[[ DATA LISTING open ]]
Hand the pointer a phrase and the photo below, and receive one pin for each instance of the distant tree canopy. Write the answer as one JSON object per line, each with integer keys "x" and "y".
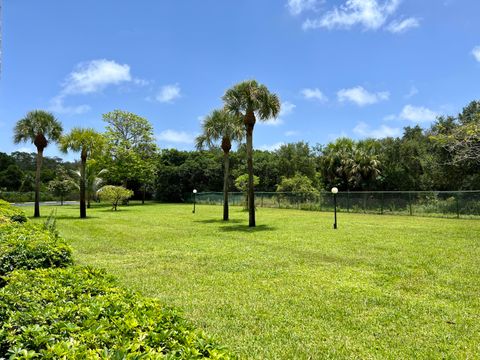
{"x": 445, "y": 156}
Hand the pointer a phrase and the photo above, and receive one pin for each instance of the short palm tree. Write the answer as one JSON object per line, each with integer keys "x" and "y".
{"x": 225, "y": 127}
{"x": 250, "y": 100}
{"x": 87, "y": 142}
{"x": 39, "y": 127}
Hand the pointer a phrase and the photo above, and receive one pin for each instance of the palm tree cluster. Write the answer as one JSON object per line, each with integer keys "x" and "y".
{"x": 41, "y": 128}
{"x": 243, "y": 104}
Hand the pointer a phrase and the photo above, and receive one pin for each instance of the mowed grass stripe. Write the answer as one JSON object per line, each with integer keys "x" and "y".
{"x": 378, "y": 287}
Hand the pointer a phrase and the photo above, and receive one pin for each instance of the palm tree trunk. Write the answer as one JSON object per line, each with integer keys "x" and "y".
{"x": 225, "y": 185}
{"x": 83, "y": 209}
{"x": 250, "y": 192}
{"x": 37, "y": 182}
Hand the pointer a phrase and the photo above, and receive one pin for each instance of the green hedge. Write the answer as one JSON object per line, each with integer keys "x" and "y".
{"x": 31, "y": 246}
{"x": 81, "y": 313}
{"x": 11, "y": 212}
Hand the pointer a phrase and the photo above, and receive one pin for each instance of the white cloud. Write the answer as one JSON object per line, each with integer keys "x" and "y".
{"x": 57, "y": 105}
{"x": 168, "y": 93}
{"x": 272, "y": 147}
{"x": 314, "y": 94}
{"x": 399, "y": 27}
{"x": 371, "y": 14}
{"x": 274, "y": 122}
{"x": 286, "y": 109}
{"x": 361, "y": 97}
{"x": 95, "y": 75}
{"x": 417, "y": 114}
{"x": 91, "y": 77}
{"x": 476, "y": 53}
{"x": 296, "y": 7}
{"x": 25, "y": 149}
{"x": 364, "y": 130}
{"x": 413, "y": 91}
{"x": 173, "y": 136}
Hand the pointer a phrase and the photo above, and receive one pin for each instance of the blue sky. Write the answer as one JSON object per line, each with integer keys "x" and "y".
{"x": 357, "y": 68}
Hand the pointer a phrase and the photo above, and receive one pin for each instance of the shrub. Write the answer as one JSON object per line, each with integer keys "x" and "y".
{"x": 31, "y": 246}
{"x": 114, "y": 194}
{"x": 80, "y": 313}
{"x": 12, "y": 212}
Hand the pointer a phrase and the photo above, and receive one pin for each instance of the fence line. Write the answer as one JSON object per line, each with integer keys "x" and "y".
{"x": 453, "y": 204}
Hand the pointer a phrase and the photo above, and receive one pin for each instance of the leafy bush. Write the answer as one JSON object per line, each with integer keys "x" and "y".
{"x": 114, "y": 194}
{"x": 80, "y": 313}
{"x": 12, "y": 212}
{"x": 31, "y": 246}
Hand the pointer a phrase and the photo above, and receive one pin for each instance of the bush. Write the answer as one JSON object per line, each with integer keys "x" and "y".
{"x": 114, "y": 194}
{"x": 80, "y": 313}
{"x": 13, "y": 213}
{"x": 31, "y": 246}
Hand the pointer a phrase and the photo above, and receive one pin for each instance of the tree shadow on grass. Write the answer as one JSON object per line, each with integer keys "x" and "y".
{"x": 246, "y": 228}
{"x": 219, "y": 221}
{"x": 74, "y": 217}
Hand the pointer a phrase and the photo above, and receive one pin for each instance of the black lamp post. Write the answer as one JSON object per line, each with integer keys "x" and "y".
{"x": 334, "y": 192}
{"x": 194, "y": 199}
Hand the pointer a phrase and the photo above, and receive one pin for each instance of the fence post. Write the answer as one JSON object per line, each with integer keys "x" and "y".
{"x": 348, "y": 201}
{"x": 410, "y": 202}
{"x": 381, "y": 208}
{"x": 458, "y": 206}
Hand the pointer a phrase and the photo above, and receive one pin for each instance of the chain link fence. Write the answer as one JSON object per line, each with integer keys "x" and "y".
{"x": 452, "y": 204}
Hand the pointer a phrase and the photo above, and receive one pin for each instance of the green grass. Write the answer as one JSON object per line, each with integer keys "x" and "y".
{"x": 378, "y": 287}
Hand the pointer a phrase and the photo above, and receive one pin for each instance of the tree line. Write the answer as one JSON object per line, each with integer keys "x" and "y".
{"x": 445, "y": 156}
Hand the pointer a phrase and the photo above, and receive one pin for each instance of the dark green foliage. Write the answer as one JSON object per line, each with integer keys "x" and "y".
{"x": 11, "y": 212}
{"x": 179, "y": 172}
{"x": 31, "y": 246}
{"x": 80, "y": 313}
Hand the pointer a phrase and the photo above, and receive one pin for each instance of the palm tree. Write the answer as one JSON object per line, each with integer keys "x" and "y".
{"x": 39, "y": 127}
{"x": 93, "y": 180}
{"x": 224, "y": 126}
{"x": 86, "y": 141}
{"x": 250, "y": 100}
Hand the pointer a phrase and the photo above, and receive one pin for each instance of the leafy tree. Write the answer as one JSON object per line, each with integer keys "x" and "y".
{"x": 131, "y": 148}
{"x": 296, "y": 158}
{"x": 94, "y": 180}
{"x": 62, "y": 185}
{"x": 87, "y": 142}
{"x": 39, "y": 127}
{"x": 250, "y": 100}
{"x": 298, "y": 185}
{"x": 242, "y": 184}
{"x": 114, "y": 194}
{"x": 225, "y": 127}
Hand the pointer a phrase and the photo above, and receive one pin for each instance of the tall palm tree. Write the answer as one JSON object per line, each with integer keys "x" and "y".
{"x": 250, "y": 100}
{"x": 39, "y": 127}
{"x": 224, "y": 126}
{"x": 93, "y": 180}
{"x": 86, "y": 141}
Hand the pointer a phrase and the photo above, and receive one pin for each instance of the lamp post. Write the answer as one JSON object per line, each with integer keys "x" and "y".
{"x": 194, "y": 200}
{"x": 335, "y": 192}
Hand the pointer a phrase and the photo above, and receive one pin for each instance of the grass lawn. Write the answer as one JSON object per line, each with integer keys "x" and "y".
{"x": 378, "y": 287}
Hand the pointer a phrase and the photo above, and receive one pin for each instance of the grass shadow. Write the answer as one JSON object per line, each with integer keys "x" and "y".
{"x": 246, "y": 228}
{"x": 219, "y": 221}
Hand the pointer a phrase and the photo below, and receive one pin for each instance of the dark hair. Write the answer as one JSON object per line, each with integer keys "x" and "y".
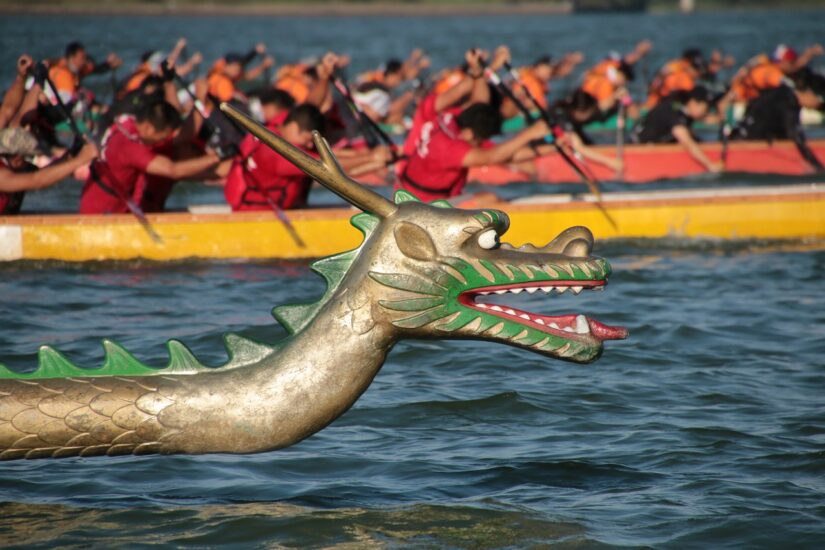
{"x": 160, "y": 114}
{"x": 579, "y": 101}
{"x": 370, "y": 86}
{"x": 543, "y": 60}
{"x": 73, "y": 47}
{"x": 627, "y": 70}
{"x": 393, "y": 66}
{"x": 484, "y": 120}
{"x": 700, "y": 94}
{"x": 279, "y": 98}
{"x": 307, "y": 117}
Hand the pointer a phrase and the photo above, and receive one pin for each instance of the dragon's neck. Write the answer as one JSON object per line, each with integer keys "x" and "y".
{"x": 321, "y": 371}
[[ DATA LISTING closed ]]
▶ **WHAT YOU WILL DO**
Return the material above exactly; the images stay out.

▶ **YOUR RESPONSE**
Hand the pointer a phrase and the photo below, and receive one pin for each instance of the distant tree canopy. Write the answer as one JSON object per line, each with integer keys "x" and "y".
{"x": 445, "y": 156}
Hand the pointer a phrase and the photo above, and receive one pin for each instance of the short palm tree. Write the answer as one JSON object per line, each with integer keys "x" and "y".
{"x": 225, "y": 127}
{"x": 250, "y": 100}
{"x": 87, "y": 142}
{"x": 39, "y": 127}
Hand the pointer a phrase and the photo above, and receive one pin for each instance of the palm tree cluster. Write the answer as one JSON object per line, each with integer keys "x" and "y".
{"x": 41, "y": 128}
{"x": 243, "y": 104}
Hand the pointer a phrase and the photo above, and receive one pin for each instance of the mowed grass stripe. Write the answer as one JSON object per line, each with integer keys "x" and "y".
{"x": 378, "y": 287}
Hand the pointer a phrase and the photo above, and receive one pin for each instance of the palm tree trunk. Write the answer as one JSON object per line, each with integer keys "x" and "y".
{"x": 225, "y": 185}
{"x": 83, "y": 209}
{"x": 250, "y": 192}
{"x": 37, "y": 182}
Hand the pointer a phrase and the photo above, and receive one pin for each instance of the green hedge. Write the answer as one JSON object per line, each with integer keys "x" and "y".
{"x": 31, "y": 246}
{"x": 81, "y": 313}
{"x": 11, "y": 212}
Hand the pointer a phrase and the photo above, and receive one pin for each instance of the white cloud. Write the answer as one JSON object per line, each with integer keys "x" and "y".
{"x": 57, "y": 105}
{"x": 168, "y": 93}
{"x": 272, "y": 147}
{"x": 314, "y": 94}
{"x": 399, "y": 27}
{"x": 371, "y": 14}
{"x": 274, "y": 122}
{"x": 286, "y": 109}
{"x": 361, "y": 97}
{"x": 95, "y": 75}
{"x": 417, "y": 114}
{"x": 91, "y": 77}
{"x": 476, "y": 53}
{"x": 296, "y": 7}
{"x": 25, "y": 149}
{"x": 364, "y": 130}
{"x": 413, "y": 91}
{"x": 173, "y": 136}
Hand the pointer a phrase and the photo above, and receive one pin for each instance of the blue sky. Write the answer as one JSON object per line, each with integer keys "x" and "y".
{"x": 357, "y": 68}
Hand the pointer a phrase and the photo above, and receive one pin for each instance of the shrub. Write the answer as one JSON object per line, each with integer keys "x" and "y".
{"x": 31, "y": 246}
{"x": 114, "y": 194}
{"x": 80, "y": 313}
{"x": 12, "y": 212}
Hand the pointer a phrase and the photo above, and receive one pin for each instance of the fence line. Write the answer as one JSON object per line, each with integer keys "x" and "y".
{"x": 453, "y": 204}
Hand the pointer a phrase and the photo above, and receive one pin for each instance of the leafy bush. Write the answer as one JSON object per line, each with integer keys "x" and "y".
{"x": 114, "y": 194}
{"x": 80, "y": 313}
{"x": 12, "y": 212}
{"x": 31, "y": 246}
Hand the pointer a phrase and the photo above, and receive one pin for each instance of the bush. Write the answer as one JSON object per line, each with integer keys "x" and "y".
{"x": 114, "y": 194}
{"x": 80, "y": 313}
{"x": 13, "y": 213}
{"x": 31, "y": 246}
Hand the pointer a phrase and the photo above, and receive one pin for each instance of the tree shadow on grass. Write the answer as one JSON object per line, each with integer keys "x" and "y".
{"x": 246, "y": 228}
{"x": 219, "y": 221}
{"x": 74, "y": 217}
Hand the pointer a phrase and the photo above, and receive one pin for each instance of the black lamp post. Write the answer as one JSON object per line, each with integer keys "x" and "y".
{"x": 334, "y": 192}
{"x": 194, "y": 199}
Hand the pointer a phrase and the photo above, and receive one pin for each instance of the fence post. Write the answer as one JSON object per line, each with integer keys "x" and "y".
{"x": 348, "y": 201}
{"x": 410, "y": 202}
{"x": 381, "y": 208}
{"x": 458, "y": 206}
Hand the pointer a phrase and the photo above, and receive one pin for each instance of the chain link fence. Write the answer as one JSON object per line, each with integer keys "x" and "y".
{"x": 452, "y": 204}
Hand the pointer a phrase and the photo above, and receive one pin for each instance of the green grass. Write the answer as one JSON object per line, each with integer keys "x" and "y".
{"x": 378, "y": 287}
Hand the pointer a phrase and the photo above, and receive one pin for each instance of the tree line. Write the answer as one JSON object per line, each with integer keys "x" and "y".
{"x": 445, "y": 156}
Hand the pointer a phrase and the photo above, and receive one pin for each instance of the dark green foliage. Write the answer as one JSON object per line, each with integer keys "x" and "y".
{"x": 11, "y": 212}
{"x": 179, "y": 172}
{"x": 31, "y": 246}
{"x": 80, "y": 313}
Hand the pointer a phrase and the photo above, and receive one pin for each instance of the palm tree. Write the answer as one JSON object per line, each with integer keys "x" and "y".
{"x": 39, "y": 127}
{"x": 93, "y": 180}
{"x": 224, "y": 126}
{"x": 86, "y": 141}
{"x": 250, "y": 100}
Hand the pointer a phrase and the photo above, and receive one pin for each instance of the leafy tree. Write the answer as one JSON object per line, each with integer keys "x" and "y".
{"x": 131, "y": 148}
{"x": 296, "y": 158}
{"x": 94, "y": 180}
{"x": 62, "y": 185}
{"x": 87, "y": 142}
{"x": 39, "y": 127}
{"x": 250, "y": 100}
{"x": 298, "y": 185}
{"x": 242, "y": 184}
{"x": 114, "y": 194}
{"x": 225, "y": 127}
Hand the pointer a phrase and the photo above, and receive one pin for each instance of the tall palm tree. Write the answer as one JSON object per line, each with integer keys "x" and "y".
{"x": 250, "y": 100}
{"x": 39, "y": 127}
{"x": 224, "y": 126}
{"x": 93, "y": 180}
{"x": 86, "y": 141}
Hand the pointer a phrase and the photo above, and receive one pin for each instance of the lamp post. Write the answer as one JSON object per line, each with integer keys "x" and "y".
{"x": 194, "y": 200}
{"x": 335, "y": 192}
Hand the pointer a phrase and the photo above, and receive one pin for each instance of the grass lawn. Write the answer as one JSON object per line, each with integer keys "x" and "y".
{"x": 378, "y": 287}
Hand the pointer a phrase and the photo above, and receive one pin for each instance of the grass shadow. Write the answer as one JSON object per line, each with integer keys "x" and "y".
{"x": 246, "y": 228}
{"x": 219, "y": 221}
Hand the pointer a phrase and the photo below, and receive one pin for each instance of the dark hair. Write the answer as one JSON object per line, each with integer keys "x" and "y".
{"x": 160, "y": 114}
{"x": 579, "y": 101}
{"x": 370, "y": 86}
{"x": 543, "y": 60}
{"x": 73, "y": 47}
{"x": 627, "y": 70}
{"x": 393, "y": 66}
{"x": 484, "y": 120}
{"x": 700, "y": 94}
{"x": 279, "y": 98}
{"x": 307, "y": 117}
Hand the pointer a phrase and the photo above, and receive one pin for each instance of the dragon's neck. Write the answer as one JSON object per line, each with integer keys "x" and "y".
{"x": 321, "y": 371}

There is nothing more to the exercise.